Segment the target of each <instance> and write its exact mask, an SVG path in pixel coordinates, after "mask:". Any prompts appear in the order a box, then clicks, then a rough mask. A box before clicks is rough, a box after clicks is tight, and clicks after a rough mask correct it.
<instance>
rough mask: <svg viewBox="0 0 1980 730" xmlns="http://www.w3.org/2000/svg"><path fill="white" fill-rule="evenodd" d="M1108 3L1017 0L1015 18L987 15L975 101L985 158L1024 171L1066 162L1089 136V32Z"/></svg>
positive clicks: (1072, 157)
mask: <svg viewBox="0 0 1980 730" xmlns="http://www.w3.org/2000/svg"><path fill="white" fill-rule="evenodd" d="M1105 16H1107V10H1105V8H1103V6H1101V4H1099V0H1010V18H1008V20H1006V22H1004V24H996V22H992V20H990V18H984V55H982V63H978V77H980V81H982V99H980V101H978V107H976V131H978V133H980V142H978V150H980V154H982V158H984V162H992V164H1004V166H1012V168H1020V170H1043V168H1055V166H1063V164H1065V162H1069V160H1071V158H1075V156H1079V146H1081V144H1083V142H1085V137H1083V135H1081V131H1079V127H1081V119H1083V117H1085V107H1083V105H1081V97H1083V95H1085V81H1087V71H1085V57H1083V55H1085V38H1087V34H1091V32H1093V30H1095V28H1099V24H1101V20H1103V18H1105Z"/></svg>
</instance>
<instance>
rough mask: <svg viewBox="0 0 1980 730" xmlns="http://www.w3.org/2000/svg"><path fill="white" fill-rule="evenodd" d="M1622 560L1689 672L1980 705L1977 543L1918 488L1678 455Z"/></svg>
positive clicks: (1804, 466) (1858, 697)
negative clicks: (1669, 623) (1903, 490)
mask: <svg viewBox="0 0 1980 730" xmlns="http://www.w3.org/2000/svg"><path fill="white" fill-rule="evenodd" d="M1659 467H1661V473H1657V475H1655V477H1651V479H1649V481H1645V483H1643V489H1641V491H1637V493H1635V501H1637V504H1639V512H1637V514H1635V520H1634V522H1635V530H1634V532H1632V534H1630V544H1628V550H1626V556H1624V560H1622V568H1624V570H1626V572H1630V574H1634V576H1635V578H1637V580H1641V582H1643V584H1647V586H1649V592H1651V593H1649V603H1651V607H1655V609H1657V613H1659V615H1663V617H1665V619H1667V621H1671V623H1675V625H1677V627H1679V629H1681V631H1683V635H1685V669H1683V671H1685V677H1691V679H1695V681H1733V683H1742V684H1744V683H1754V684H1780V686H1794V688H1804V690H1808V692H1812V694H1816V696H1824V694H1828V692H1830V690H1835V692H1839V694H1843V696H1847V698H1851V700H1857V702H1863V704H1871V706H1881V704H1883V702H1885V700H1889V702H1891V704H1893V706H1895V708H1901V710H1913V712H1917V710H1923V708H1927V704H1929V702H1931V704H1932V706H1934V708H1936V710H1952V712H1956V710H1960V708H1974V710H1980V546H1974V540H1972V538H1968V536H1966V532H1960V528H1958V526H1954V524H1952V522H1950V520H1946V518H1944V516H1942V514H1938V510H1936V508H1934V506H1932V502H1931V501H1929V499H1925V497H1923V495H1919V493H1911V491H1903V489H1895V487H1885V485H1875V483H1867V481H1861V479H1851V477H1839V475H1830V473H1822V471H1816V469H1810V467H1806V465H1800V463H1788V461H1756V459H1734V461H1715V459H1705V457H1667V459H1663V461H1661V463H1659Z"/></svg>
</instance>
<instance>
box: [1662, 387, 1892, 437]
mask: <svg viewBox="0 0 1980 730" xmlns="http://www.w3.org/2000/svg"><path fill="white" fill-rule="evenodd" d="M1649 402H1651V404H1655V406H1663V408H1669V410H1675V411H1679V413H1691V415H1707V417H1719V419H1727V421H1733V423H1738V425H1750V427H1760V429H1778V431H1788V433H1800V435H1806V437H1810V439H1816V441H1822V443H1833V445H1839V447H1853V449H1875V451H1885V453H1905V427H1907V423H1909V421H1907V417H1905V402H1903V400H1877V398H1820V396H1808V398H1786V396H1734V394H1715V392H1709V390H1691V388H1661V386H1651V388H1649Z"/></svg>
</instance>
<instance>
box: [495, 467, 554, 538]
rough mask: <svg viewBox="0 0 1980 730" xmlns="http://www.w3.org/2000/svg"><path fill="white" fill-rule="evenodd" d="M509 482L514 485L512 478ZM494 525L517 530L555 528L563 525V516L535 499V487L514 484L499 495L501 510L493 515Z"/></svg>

────────────────────

Task requirements: Type the material above out again, exactly.

Output:
Segment the target of each <instance> and write its exact mask, an SVG path in pixel coordinates, after "mask:". Any prompts appear in the order a box, then clicks, then a rough mask. A box before clicks is rough, a box after clicks is tight, and clicks after a rough mask correct it.
<instance>
rough mask: <svg viewBox="0 0 1980 730" xmlns="http://www.w3.org/2000/svg"><path fill="white" fill-rule="evenodd" d="M1108 3L1017 0L1015 18L987 15L975 101L985 158L1024 171L1066 162L1089 136V32Z"/></svg>
positive clicks: (1072, 157)
mask: <svg viewBox="0 0 1980 730" xmlns="http://www.w3.org/2000/svg"><path fill="white" fill-rule="evenodd" d="M1105 16H1107V10H1105V8H1103V6H1101V4H1099V0H1010V18H1008V20H1006V22H1004V24H996V22H992V20H990V18H984V55H982V63H978V77H980V81H982V99H980V101H978V107H976V131H978V133H980V142H978V150H980V154H982V158H984V162H992V164H1004V166H1012V168H1020V170H1043V168H1055V166H1063V164H1065V162H1069V160H1071V158H1075V156H1079V146H1081V144H1083V142H1085V137H1083V135H1081V131H1079V127H1081V119H1083V117H1085V107H1083V105H1081V97H1083V95H1085V81H1087V71H1085V57H1083V55H1085V38H1087V34H1091V32H1093V30H1095V28H1099V24H1101V20H1103V18H1105Z"/></svg>
</instance>
<instance>
rough mask: <svg viewBox="0 0 1980 730" xmlns="http://www.w3.org/2000/svg"><path fill="white" fill-rule="evenodd" d="M1622 560L1689 672L1980 705L1977 543L1918 488L1678 455Z"/></svg>
positive clicks: (1804, 466) (1858, 697)
negative clicks: (1669, 623) (1903, 490)
mask: <svg viewBox="0 0 1980 730" xmlns="http://www.w3.org/2000/svg"><path fill="white" fill-rule="evenodd" d="M1659 467H1661V473H1657V475H1655V477H1651V479H1649V481H1645V483H1643V489H1641V491H1637V493H1635V501H1637V504H1639V512H1637V514H1635V520H1634V522H1635V530H1634V532H1632V534H1630V544H1628V550H1626V556H1624V560H1622V568H1624V570H1626V572H1630V574H1634V576H1635V578H1637V580H1641V582H1643V584H1647V586H1649V592H1651V593H1649V603H1651V607H1655V609H1657V613H1659V615H1663V617H1665V619H1667V621H1671V623H1675V625H1677V627H1679V629H1681V631H1683V635H1685V669H1683V671H1685V677H1691V679H1695V681H1733V683H1742V684H1744V683H1754V684H1780V686H1794V688H1804V690H1808V692H1812V694H1816V696H1824V694H1828V692H1830V690H1835V692H1839V694H1843V696H1847V698H1851V700H1857V702H1863V704H1871V706H1881V704H1883V702H1885V700H1889V702H1891V704H1893V706H1895V708H1901V710H1913V712H1917V710H1923V708H1927V704H1929V702H1931V704H1932V706H1934V708H1936V710H1952V712H1956V710H1960V708H1974V710H1980V546H1974V540H1972V538H1968V536H1966V532H1960V528H1958V526H1954V524H1952V522H1950V520H1946V518H1944V516H1942V514H1938V510H1936V508H1934V506H1932V502H1931V501H1929V499H1925V497H1923V495H1919V493H1911V491H1903V489H1895V487H1885V485H1875V483H1867V481H1861V479H1851V477H1839V475H1830V473H1822V471H1816V469H1810V467H1806V465H1800V463H1788V461H1756V459H1734V461H1715V459H1705V457H1667V459H1663V461H1661V463H1659Z"/></svg>
</instance>
<instance>
box: [1662, 387, 1892, 437]
mask: <svg viewBox="0 0 1980 730" xmlns="http://www.w3.org/2000/svg"><path fill="white" fill-rule="evenodd" d="M1649 402H1651V404H1655V406H1663V408H1669V410H1675V411H1679V413H1691V415H1707V417H1719V419H1727V421H1733V423H1738V425H1750V427H1760V429H1778V431H1788V433H1800V435H1806V437H1810V439H1816V441H1822V443H1833V445H1839V447H1853V449H1875V451H1885V453H1905V427H1907V423H1909V421H1907V417H1905V402H1903V400H1877V398H1820V396H1808V398H1786V396H1734V394H1715V392H1709V390H1691V388H1661V386H1651V388H1649Z"/></svg>
</instance>
<instance>
box: [495, 467, 554, 538]
rough mask: <svg viewBox="0 0 1980 730" xmlns="http://www.w3.org/2000/svg"><path fill="white" fill-rule="evenodd" d="M509 482L514 485L512 478ZM494 525L517 530L555 528L563 525V516L535 499V487L514 484L499 495L501 510L493 515Z"/></svg>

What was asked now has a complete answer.